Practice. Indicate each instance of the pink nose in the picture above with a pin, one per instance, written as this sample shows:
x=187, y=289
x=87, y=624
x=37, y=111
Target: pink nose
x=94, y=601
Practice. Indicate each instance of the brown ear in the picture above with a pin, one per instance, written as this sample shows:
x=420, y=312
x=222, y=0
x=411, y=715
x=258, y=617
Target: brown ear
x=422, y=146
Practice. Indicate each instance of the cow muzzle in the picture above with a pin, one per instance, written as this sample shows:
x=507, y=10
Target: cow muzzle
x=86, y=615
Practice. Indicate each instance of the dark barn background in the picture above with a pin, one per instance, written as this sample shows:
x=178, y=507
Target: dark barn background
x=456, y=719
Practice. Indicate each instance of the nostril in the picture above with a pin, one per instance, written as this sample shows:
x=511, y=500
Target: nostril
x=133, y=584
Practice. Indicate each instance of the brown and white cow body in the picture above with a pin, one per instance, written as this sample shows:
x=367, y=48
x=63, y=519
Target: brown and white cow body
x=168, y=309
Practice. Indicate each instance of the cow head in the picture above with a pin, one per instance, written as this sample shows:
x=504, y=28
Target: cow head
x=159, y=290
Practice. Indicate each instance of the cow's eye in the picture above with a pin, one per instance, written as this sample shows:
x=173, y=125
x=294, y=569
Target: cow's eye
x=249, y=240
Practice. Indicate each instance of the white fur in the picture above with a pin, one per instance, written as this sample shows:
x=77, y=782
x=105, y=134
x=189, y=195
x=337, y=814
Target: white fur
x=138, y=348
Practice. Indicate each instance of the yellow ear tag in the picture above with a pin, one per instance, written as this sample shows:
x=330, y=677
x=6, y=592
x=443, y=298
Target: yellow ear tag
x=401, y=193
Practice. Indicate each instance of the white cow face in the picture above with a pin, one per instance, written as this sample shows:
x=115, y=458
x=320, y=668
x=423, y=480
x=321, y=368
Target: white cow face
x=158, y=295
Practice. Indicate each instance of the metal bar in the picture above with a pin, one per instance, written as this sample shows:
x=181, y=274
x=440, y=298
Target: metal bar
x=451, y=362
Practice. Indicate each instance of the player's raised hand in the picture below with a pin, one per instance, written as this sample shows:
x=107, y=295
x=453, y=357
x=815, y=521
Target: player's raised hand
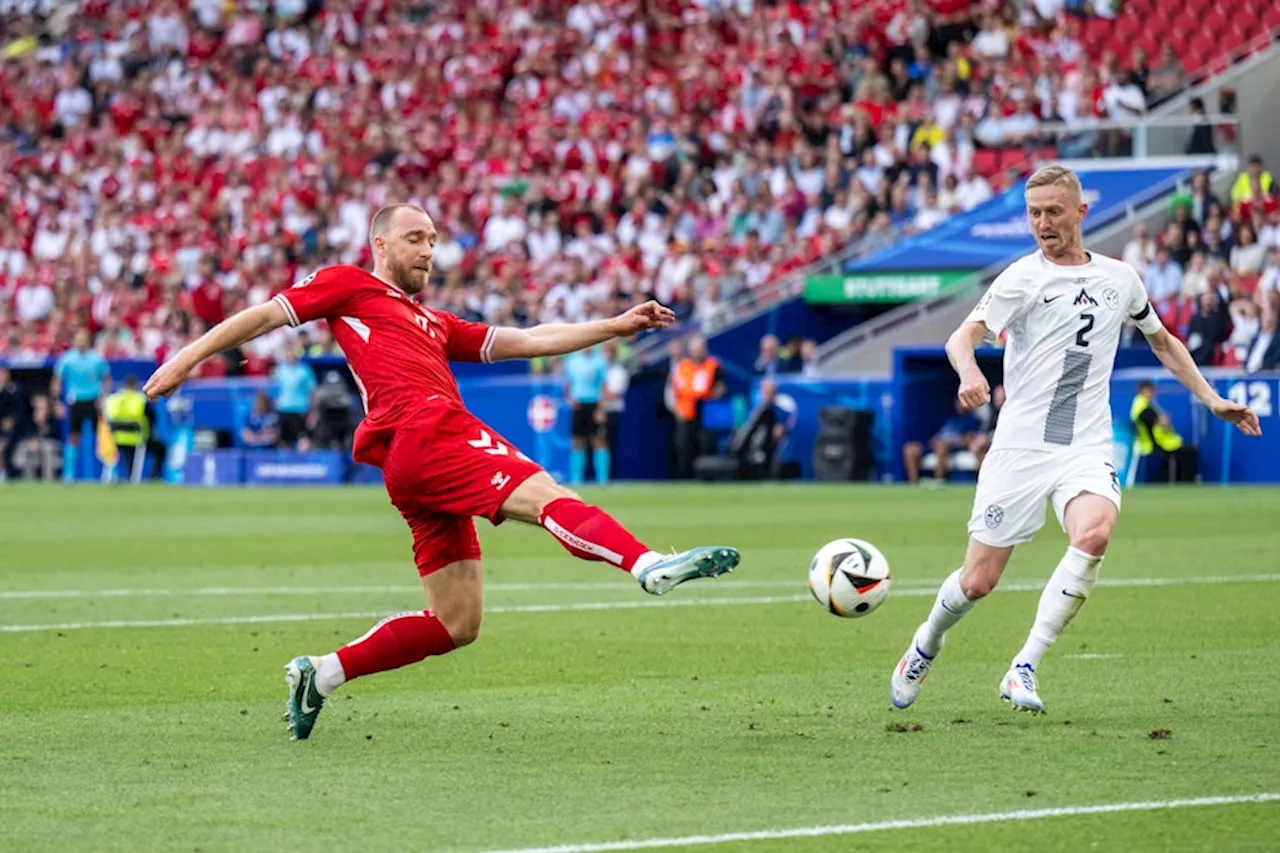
x=641, y=318
x=1233, y=413
x=167, y=378
x=974, y=391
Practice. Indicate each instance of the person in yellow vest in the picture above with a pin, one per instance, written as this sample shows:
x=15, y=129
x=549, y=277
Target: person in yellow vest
x=1156, y=436
x=126, y=414
x=694, y=381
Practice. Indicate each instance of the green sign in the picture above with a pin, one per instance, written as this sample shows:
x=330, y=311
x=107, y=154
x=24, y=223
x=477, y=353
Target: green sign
x=880, y=287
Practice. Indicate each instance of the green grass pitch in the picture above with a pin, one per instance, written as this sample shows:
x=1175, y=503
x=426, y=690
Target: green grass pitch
x=142, y=710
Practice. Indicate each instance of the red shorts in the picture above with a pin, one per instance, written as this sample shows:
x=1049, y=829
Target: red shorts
x=440, y=470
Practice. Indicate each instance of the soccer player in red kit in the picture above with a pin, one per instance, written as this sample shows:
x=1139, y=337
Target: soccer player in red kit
x=439, y=463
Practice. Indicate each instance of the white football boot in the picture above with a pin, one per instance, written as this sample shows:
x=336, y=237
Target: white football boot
x=1018, y=689
x=909, y=675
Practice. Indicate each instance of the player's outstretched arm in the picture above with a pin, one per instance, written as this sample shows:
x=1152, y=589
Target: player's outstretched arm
x=1173, y=354
x=974, y=389
x=232, y=332
x=561, y=338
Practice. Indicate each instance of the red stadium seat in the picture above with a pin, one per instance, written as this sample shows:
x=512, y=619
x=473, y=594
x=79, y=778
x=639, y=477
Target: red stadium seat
x=986, y=162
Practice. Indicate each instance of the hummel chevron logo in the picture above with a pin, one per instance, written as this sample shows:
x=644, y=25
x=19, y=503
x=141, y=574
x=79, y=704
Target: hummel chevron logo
x=306, y=689
x=489, y=446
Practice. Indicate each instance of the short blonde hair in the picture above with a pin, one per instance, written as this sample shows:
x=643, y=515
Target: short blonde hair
x=1056, y=176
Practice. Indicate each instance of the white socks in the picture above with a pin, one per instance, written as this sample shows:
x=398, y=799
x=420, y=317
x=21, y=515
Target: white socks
x=1064, y=594
x=329, y=674
x=645, y=561
x=947, y=610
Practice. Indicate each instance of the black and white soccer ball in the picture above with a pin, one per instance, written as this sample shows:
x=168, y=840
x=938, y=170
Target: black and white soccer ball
x=849, y=576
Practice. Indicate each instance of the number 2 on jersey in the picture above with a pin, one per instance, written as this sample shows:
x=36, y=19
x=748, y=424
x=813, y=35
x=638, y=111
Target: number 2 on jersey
x=1084, y=329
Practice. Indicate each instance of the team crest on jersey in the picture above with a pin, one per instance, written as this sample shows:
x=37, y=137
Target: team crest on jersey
x=1084, y=299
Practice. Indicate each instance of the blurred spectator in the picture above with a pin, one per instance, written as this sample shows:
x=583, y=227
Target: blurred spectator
x=1207, y=328
x=168, y=164
x=1155, y=436
x=1253, y=176
x=1139, y=251
x=295, y=382
x=585, y=374
x=13, y=416
x=332, y=411
x=963, y=430
x=261, y=427
x=126, y=414
x=1248, y=255
x=1164, y=279
x=694, y=381
x=768, y=363
x=1264, y=352
x=617, y=381
x=77, y=384
x=758, y=442
x=1200, y=138
x=40, y=448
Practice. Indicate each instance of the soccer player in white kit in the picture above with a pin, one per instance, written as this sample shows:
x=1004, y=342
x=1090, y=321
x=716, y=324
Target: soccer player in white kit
x=1063, y=309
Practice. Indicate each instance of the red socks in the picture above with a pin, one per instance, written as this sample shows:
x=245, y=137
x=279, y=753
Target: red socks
x=396, y=642
x=590, y=533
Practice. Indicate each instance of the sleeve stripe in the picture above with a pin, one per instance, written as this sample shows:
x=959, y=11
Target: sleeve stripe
x=288, y=309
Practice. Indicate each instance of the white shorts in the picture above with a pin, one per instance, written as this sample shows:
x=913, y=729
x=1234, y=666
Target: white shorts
x=1014, y=483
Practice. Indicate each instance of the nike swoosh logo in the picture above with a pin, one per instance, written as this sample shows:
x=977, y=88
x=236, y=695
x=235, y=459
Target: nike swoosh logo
x=306, y=689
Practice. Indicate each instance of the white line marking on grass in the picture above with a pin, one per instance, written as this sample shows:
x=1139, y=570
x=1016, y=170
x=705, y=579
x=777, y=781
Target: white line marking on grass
x=312, y=617
x=636, y=603
x=915, y=587
x=922, y=822
x=359, y=589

=======

Copy everything from the line containing "Practice. Indicate each instance of the green grass" down to the line containing "x=440, y=470", changing "red shorts" to "maroon shorts" each time it appears and leaving the rest untouched.

Practice. Indicate each instance of the green grass pitch in the picture above with a pin, one per instance, written as this sample shows:
x=1175, y=503
x=426, y=690
Target: green grass pitch
x=142, y=710
Practice. Indicate each instance of the maroon shorts in the picture above with a pin, one per instance, written as this sample shows:
x=1049, y=829
Target: maroon shorts
x=440, y=470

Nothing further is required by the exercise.